--- Provided records Enclosed Below ---

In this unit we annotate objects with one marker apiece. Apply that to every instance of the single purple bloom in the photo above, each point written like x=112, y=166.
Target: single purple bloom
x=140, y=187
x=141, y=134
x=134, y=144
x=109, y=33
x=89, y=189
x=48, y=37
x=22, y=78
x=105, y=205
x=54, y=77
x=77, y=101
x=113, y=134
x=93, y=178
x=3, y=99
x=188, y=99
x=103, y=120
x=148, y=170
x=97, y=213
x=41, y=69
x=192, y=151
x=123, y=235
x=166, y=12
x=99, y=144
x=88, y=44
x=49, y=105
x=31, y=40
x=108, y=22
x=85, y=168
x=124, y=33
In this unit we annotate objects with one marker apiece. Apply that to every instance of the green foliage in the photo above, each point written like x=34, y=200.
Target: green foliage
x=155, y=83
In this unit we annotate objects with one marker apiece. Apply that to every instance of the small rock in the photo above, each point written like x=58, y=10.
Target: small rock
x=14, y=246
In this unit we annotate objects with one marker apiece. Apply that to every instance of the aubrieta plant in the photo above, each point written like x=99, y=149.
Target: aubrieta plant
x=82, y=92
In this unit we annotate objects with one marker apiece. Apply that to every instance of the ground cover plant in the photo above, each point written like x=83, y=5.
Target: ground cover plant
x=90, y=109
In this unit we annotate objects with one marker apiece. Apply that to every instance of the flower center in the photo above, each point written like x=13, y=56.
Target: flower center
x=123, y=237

--- End of Enclosed Provided records ---

▶ _Problem details_
Copy each line in the entries above where the word "photo" shows up.

▶ _Problem solution_
In this unit we annotate objects with one marker apiece. Apply that to every instance of the single purple bloom in the photo above, each point written like x=112, y=166.
In this unit we annotate objects with one marker apiece. Apply that to every instance of the green foliage in the photo above, each point written like x=34, y=200.
In this unit we annotate objects with one marker apiece. Apply that to every instance of the small rock in the photo above, each point written like x=58, y=10.
In this unit we annotate objects with one marker apiece. Apply that to every instance of the aubrieta plant in the photo above, each point written like x=99, y=149.
In this unit we annotate objects with one marker apiece. Apply that to every instance of the ground cover plant in the photo above, each point written like x=83, y=5.
In this unit we annotate objects with one marker apiece. Apply that to every instance of the flower center in the photo above, each point written like x=13, y=56.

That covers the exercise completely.